Image point grounding data:
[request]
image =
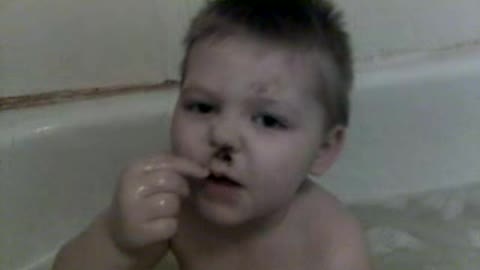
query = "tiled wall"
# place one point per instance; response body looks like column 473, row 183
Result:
column 50, row 45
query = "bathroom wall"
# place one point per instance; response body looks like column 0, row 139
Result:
column 50, row 45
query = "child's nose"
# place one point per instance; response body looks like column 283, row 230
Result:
column 225, row 134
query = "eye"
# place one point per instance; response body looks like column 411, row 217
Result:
column 269, row 121
column 199, row 107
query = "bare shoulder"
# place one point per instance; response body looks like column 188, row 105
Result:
column 335, row 233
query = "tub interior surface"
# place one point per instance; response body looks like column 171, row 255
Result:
column 409, row 169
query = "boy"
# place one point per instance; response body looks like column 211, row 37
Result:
column 263, row 103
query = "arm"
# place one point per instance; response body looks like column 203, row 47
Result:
column 134, row 233
column 349, row 251
column 94, row 249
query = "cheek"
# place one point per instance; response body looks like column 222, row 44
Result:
column 284, row 163
column 186, row 137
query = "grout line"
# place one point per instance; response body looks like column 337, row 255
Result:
column 62, row 96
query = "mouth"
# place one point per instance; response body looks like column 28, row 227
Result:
column 221, row 179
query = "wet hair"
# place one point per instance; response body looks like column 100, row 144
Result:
column 314, row 25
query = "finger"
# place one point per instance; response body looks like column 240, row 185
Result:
column 162, row 181
column 164, row 205
column 183, row 166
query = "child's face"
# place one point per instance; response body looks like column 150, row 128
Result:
column 248, row 110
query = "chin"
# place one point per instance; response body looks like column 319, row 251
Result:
column 222, row 214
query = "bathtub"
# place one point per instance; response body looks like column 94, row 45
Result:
column 411, row 157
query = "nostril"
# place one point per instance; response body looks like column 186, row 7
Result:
column 224, row 154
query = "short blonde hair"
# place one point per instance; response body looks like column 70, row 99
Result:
column 312, row 24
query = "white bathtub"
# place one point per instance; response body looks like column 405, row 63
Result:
column 415, row 128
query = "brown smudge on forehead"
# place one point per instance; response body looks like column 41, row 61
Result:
column 265, row 88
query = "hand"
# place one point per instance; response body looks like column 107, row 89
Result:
column 147, row 201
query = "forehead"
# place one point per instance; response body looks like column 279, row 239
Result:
column 253, row 66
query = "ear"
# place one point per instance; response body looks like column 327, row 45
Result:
column 329, row 151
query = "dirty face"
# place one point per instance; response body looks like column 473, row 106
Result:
column 247, row 111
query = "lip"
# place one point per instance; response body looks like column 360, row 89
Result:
column 221, row 178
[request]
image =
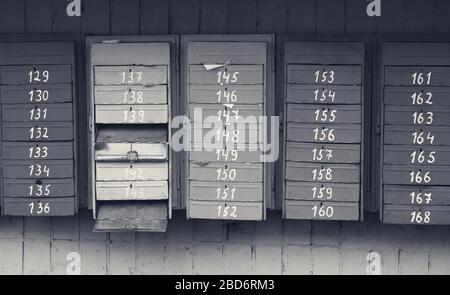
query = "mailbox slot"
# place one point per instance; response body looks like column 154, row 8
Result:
column 415, row 139
column 39, row 117
column 324, row 129
column 131, row 174
column 229, row 84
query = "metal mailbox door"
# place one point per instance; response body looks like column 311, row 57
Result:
column 38, row 114
column 324, row 129
column 415, row 159
column 132, row 80
column 229, row 80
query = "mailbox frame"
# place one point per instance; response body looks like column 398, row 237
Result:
column 281, row 90
column 269, row 106
column 379, row 86
column 77, row 83
column 172, row 102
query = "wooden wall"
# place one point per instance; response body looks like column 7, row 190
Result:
column 134, row 17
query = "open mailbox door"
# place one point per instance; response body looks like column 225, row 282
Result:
column 132, row 80
column 415, row 160
column 324, row 155
column 227, row 79
column 38, row 134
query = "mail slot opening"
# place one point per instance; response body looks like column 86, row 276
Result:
column 131, row 216
column 135, row 133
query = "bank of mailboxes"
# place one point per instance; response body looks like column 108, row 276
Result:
column 415, row 181
column 130, row 111
column 323, row 130
column 38, row 103
column 229, row 79
column 136, row 178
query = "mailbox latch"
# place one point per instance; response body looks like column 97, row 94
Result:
column 132, row 156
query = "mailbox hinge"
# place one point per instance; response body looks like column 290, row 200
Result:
column 177, row 65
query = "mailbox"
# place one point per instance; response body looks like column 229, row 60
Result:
column 131, row 180
column 323, row 161
column 38, row 116
column 229, row 80
column 415, row 160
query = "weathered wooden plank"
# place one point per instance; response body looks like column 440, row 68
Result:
column 96, row 17
column 36, row 257
column 242, row 18
column 66, row 228
column 122, row 259
column 37, row 228
column 392, row 17
column 12, row 16
column 124, row 17
column 154, row 17
column 214, row 16
column 271, row 16
column 11, row 256
column 62, row 23
column 419, row 16
column 356, row 18
column 38, row 16
column 93, row 257
column 11, row 227
column 330, row 16
column 301, row 16
column 184, row 16
column 149, row 255
column 61, row 262
column 442, row 21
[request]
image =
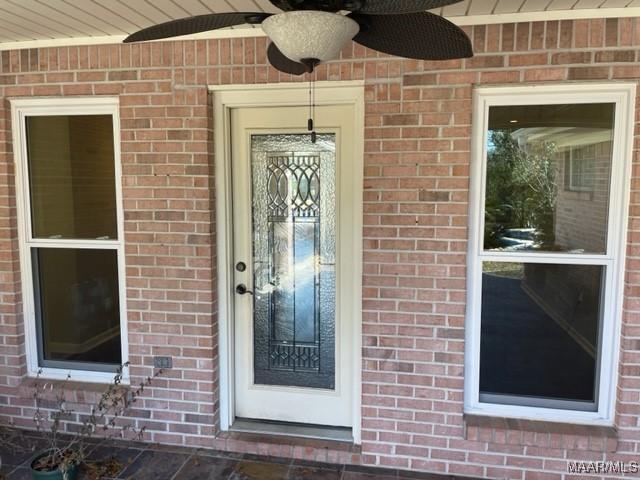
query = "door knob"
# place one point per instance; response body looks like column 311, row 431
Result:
column 242, row 289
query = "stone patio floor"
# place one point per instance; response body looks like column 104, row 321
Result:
column 154, row 462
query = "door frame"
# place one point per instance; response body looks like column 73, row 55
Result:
column 225, row 98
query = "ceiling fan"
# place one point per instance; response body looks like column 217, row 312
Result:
column 309, row 32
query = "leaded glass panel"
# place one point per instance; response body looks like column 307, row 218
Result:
column 294, row 260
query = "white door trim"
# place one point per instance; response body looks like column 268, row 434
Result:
column 226, row 97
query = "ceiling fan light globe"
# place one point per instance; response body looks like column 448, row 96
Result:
column 310, row 34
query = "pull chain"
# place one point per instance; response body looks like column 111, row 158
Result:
column 312, row 109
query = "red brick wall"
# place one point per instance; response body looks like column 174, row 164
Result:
column 418, row 124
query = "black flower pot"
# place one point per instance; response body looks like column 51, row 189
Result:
column 56, row 474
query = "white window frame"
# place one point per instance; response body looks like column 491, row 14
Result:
column 623, row 95
column 69, row 106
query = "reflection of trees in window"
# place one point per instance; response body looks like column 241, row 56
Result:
column 521, row 189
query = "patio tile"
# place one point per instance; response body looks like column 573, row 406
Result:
column 247, row 470
column 366, row 476
column 22, row 473
column 154, row 465
column 320, row 465
column 104, row 453
column 313, row 473
column 206, row 468
column 264, row 458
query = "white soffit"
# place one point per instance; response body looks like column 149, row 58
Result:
column 45, row 23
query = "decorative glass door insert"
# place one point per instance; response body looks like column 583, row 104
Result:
column 294, row 259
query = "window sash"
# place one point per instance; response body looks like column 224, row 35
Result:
column 22, row 108
column 623, row 95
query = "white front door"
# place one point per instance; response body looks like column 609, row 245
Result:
column 293, row 229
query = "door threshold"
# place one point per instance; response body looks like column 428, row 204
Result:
column 285, row 429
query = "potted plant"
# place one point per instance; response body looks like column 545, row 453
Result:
column 64, row 453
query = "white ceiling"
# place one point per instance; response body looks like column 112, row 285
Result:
column 34, row 23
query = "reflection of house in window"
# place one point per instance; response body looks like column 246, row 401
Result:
column 579, row 168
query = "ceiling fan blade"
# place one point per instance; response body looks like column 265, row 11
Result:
column 423, row 36
column 283, row 63
column 383, row 7
column 200, row 23
column 281, row 4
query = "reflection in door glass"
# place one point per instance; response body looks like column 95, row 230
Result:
column 294, row 260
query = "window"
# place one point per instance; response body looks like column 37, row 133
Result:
column 549, row 205
column 72, row 254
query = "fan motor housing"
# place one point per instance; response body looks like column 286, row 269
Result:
column 324, row 5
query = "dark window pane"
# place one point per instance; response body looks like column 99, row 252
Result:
column 72, row 176
column 548, row 177
column 77, row 305
column 540, row 330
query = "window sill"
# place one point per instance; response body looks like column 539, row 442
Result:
column 540, row 433
column 74, row 391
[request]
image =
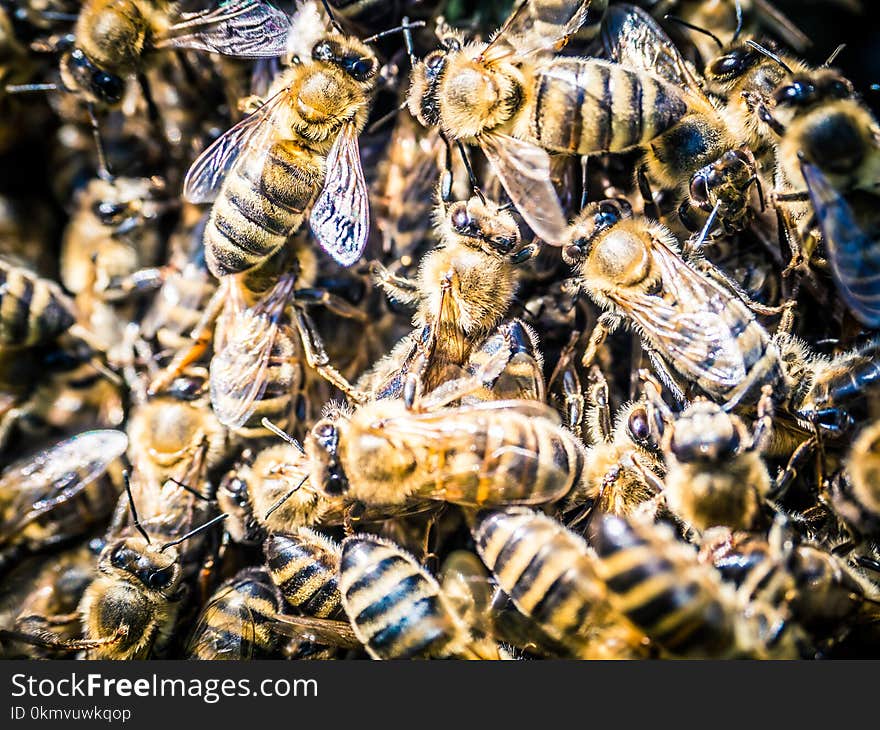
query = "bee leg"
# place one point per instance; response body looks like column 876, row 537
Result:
column 399, row 288
column 650, row 207
column 785, row 477
column 763, row 427
column 317, row 358
column 605, row 325
column 332, row 302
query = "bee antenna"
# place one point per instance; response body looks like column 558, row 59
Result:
column 193, row 532
column 710, row 222
column 834, row 54
column 282, row 434
column 284, row 498
column 404, row 27
column 103, row 169
column 126, row 478
column 697, row 28
column 472, row 179
column 739, row 20
column 191, row 490
column 772, row 56
column 332, row 16
column 30, row 88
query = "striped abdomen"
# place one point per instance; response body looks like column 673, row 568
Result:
column 33, row 310
column 394, row 606
column 259, row 206
column 586, row 106
column 659, row 586
column 305, row 567
column 546, row 569
column 238, row 621
column 516, row 458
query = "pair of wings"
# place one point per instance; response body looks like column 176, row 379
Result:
column 340, row 217
column 693, row 331
column 41, row 483
column 241, row 28
column 240, row 367
column 853, row 253
column 522, row 167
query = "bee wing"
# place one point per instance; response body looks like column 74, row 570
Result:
column 518, row 34
column 320, row 630
column 524, row 171
column 240, row 368
column 225, row 629
column 693, row 334
column 243, row 28
column 632, row 38
column 56, row 475
column 340, row 218
column 853, row 254
column 254, row 133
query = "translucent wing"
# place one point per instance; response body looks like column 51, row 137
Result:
column 254, row 133
column 319, row 630
column 695, row 333
column 524, row 171
column 225, row 629
column 41, row 483
column 632, row 38
column 243, row 28
column 340, row 218
column 240, row 367
column 854, row 255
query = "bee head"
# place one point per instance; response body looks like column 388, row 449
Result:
column 485, row 225
column 322, row 446
column 704, row 432
column 80, row 74
column 146, row 563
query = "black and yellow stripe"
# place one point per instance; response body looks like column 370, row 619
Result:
column 395, row 607
column 258, row 209
column 305, row 567
column 585, row 106
column 662, row 589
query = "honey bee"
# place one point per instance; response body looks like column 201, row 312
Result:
column 59, row 493
column 304, row 565
column 238, row 620
column 622, row 469
column 464, row 288
column 815, row 587
column 397, row 609
column 632, row 268
column 495, row 452
column 516, row 104
column 657, row 582
column 558, row 587
column 33, row 310
column 267, row 170
column 113, row 41
column 855, row 495
column 715, row 473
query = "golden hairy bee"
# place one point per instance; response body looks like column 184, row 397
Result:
column 299, row 149
column 114, row 40
column 516, row 100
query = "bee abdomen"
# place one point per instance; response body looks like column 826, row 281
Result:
column 545, row 569
column 659, row 594
column 31, row 310
column 255, row 214
column 394, row 607
column 588, row 106
column 305, row 567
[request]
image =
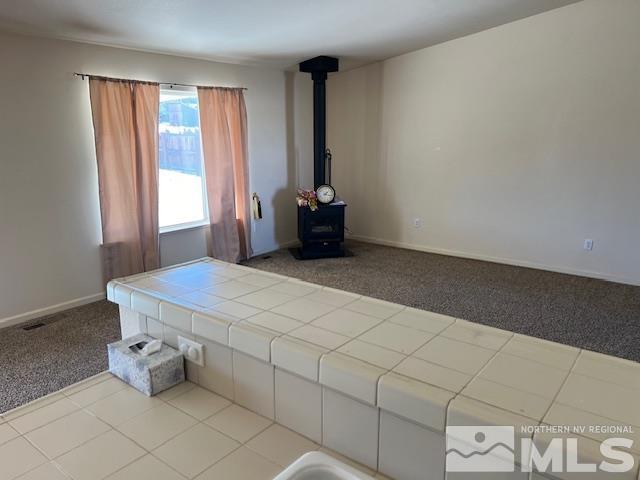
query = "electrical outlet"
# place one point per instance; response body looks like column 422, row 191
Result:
column 192, row 351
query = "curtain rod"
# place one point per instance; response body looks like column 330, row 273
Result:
column 83, row 75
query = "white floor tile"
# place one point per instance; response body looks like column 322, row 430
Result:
column 460, row 356
column 89, row 382
column 422, row 320
column 173, row 392
column 238, row 423
column 253, row 383
column 43, row 415
column 319, row 336
column 299, row 405
column 396, row 337
column 273, row 321
column 236, row 309
column 304, row 309
column 346, row 322
column 199, row 403
column 31, row 407
column 100, row 457
column 48, row 471
column 154, row 427
column 525, row 375
column 265, row 300
column 94, row 393
column 341, row 458
column 350, row 427
column 433, row 374
column 195, row 450
column 475, row 334
column 122, row 406
column 7, row 433
column 281, row 445
column 67, row 433
column 243, row 464
column 146, row 468
column 373, row 354
column 231, row 289
column 18, row 456
column 375, row 308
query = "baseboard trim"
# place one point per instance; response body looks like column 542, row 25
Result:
column 279, row 246
column 487, row 258
column 43, row 312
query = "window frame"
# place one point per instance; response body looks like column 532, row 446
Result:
column 205, row 221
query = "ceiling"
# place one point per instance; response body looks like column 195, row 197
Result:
column 278, row 33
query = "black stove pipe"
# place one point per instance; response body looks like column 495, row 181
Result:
column 318, row 67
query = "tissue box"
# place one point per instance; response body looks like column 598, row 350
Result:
column 151, row 374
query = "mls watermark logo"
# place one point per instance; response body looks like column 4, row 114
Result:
column 480, row 449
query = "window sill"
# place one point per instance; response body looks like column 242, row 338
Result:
column 184, row 226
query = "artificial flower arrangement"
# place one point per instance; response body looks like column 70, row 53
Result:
column 307, row 198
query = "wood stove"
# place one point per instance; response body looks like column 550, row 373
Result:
column 321, row 232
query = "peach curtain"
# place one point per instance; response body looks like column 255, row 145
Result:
column 223, row 123
column 125, row 121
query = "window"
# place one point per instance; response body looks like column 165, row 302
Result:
column 182, row 192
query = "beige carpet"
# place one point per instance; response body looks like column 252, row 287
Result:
column 583, row 312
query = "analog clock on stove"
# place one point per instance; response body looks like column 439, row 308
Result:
column 325, row 194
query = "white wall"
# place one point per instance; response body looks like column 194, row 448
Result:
column 514, row 144
column 49, row 211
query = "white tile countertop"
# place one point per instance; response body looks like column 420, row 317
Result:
column 419, row 365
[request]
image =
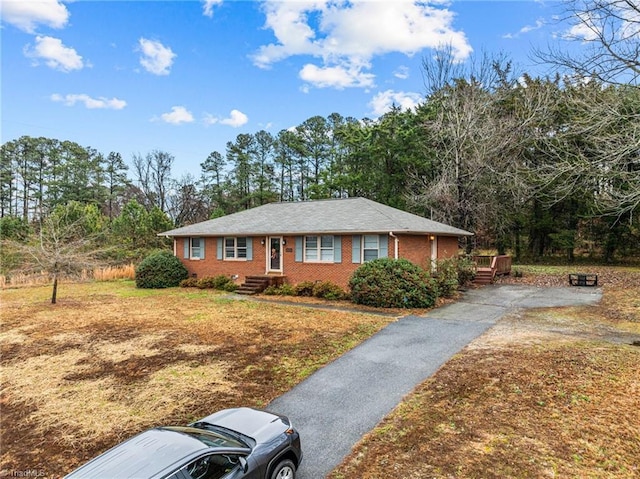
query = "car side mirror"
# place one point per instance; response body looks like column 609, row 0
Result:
column 244, row 465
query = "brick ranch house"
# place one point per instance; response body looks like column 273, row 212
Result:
column 323, row 240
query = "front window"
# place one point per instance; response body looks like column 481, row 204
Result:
column 235, row 248
column 371, row 247
column 318, row 248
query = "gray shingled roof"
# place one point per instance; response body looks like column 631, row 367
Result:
column 337, row 216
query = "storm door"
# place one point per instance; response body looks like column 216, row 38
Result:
column 275, row 256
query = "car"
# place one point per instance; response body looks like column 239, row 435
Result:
column 230, row 444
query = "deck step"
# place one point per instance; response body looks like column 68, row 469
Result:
column 483, row 276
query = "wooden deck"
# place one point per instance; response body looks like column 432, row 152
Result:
column 488, row 267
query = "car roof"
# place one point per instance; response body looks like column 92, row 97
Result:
column 145, row 455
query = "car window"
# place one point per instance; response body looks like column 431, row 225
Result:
column 215, row 466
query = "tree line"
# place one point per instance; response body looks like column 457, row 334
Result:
column 538, row 165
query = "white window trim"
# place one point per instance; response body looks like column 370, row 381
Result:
column 235, row 248
column 318, row 249
column 200, row 248
column 377, row 237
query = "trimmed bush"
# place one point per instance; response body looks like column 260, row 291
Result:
column 390, row 283
column 189, row 283
column 160, row 270
column 230, row 286
column 328, row 290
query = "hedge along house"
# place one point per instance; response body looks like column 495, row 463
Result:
column 323, row 240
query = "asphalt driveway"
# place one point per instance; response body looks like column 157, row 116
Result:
column 340, row 403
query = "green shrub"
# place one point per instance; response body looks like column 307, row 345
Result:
column 328, row 290
column 390, row 283
column 189, row 283
column 282, row 290
column 230, row 286
column 160, row 270
column 304, row 289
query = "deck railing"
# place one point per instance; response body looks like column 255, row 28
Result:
column 499, row 265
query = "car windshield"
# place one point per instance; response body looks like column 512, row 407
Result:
column 210, row 438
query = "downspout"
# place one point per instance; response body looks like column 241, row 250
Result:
column 395, row 249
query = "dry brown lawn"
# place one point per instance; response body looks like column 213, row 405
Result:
column 109, row 360
column 550, row 393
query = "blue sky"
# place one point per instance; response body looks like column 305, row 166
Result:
column 188, row 76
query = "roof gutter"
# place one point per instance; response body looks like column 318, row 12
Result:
column 395, row 249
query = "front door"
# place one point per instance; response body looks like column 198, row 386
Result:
column 275, row 256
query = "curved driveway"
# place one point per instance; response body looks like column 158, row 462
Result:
column 341, row 402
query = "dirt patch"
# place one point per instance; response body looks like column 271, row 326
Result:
column 109, row 361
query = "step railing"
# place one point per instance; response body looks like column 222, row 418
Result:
column 499, row 265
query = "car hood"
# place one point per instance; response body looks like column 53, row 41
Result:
column 261, row 426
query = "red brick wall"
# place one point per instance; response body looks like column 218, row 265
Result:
column 415, row 248
column 447, row 247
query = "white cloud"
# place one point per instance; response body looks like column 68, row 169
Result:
column 346, row 35
column 26, row 15
column 207, row 8
column 156, row 58
column 54, row 54
column 336, row 77
column 526, row 29
column 236, row 119
column 383, row 101
column 89, row 102
column 178, row 115
column 401, row 72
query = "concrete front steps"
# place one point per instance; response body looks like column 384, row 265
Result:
column 257, row 284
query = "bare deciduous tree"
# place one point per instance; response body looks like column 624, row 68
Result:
column 66, row 244
column 608, row 32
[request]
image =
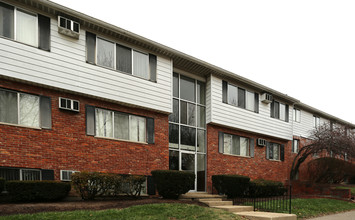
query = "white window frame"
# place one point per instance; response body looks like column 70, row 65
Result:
column 18, row 94
column 115, row 55
column 21, row 173
column 231, row 137
column 316, row 121
column 16, row 9
column 296, row 115
column 129, row 124
column 61, row 174
column 295, row 145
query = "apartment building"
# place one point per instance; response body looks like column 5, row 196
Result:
column 79, row 94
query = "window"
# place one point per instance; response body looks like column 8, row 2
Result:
column 279, row 111
column 316, row 121
column 11, row 173
column 65, row 175
column 295, row 145
column 124, row 59
column 240, row 97
column 119, row 125
column 24, row 109
column 236, row 145
column 275, row 151
column 296, row 115
column 25, row 27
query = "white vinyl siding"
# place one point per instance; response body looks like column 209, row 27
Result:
column 65, row 67
column 228, row 115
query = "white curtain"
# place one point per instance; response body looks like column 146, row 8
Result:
column 105, row 53
column 250, row 101
column 29, row 110
column 103, row 123
column 26, row 28
column 140, row 64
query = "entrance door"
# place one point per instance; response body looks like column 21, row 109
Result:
column 188, row 164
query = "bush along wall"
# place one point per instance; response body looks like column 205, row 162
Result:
column 36, row 191
column 172, row 183
column 93, row 184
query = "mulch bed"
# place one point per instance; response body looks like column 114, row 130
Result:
column 25, row 208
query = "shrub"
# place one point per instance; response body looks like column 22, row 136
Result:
column 231, row 185
column 90, row 185
column 37, row 191
column 172, row 183
column 266, row 188
column 2, row 184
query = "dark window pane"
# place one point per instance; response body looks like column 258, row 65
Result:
column 44, row 32
column 201, row 169
column 174, row 117
column 90, row 47
column 176, row 85
column 191, row 114
column 201, row 116
column 6, row 20
column 153, row 67
column 232, row 95
column 188, row 138
column 121, row 126
column 201, row 141
column 76, row 27
column 241, row 98
column 62, row 22
column 183, row 112
column 277, row 110
column 201, row 93
column 8, row 107
column 123, row 59
column 173, row 160
column 187, row 88
column 173, row 136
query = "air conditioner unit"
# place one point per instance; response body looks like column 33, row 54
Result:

_WORK ITEM_. From the records above, print only the lines between the one holding "68, row 469" and the one holding "column 92, row 97", inclusive, exactly as they stand.

_PROBLEM SOLUTION_.
# place one point per instance; response body looks like column 68, row 469
Result:
column 483, row 276
query = "wooden deck"
# place one point per instance; response body looks like column 432, row 152
Result:
column 488, row 267
query = "car roof"
# place one point per instance; response body looks like column 92, row 97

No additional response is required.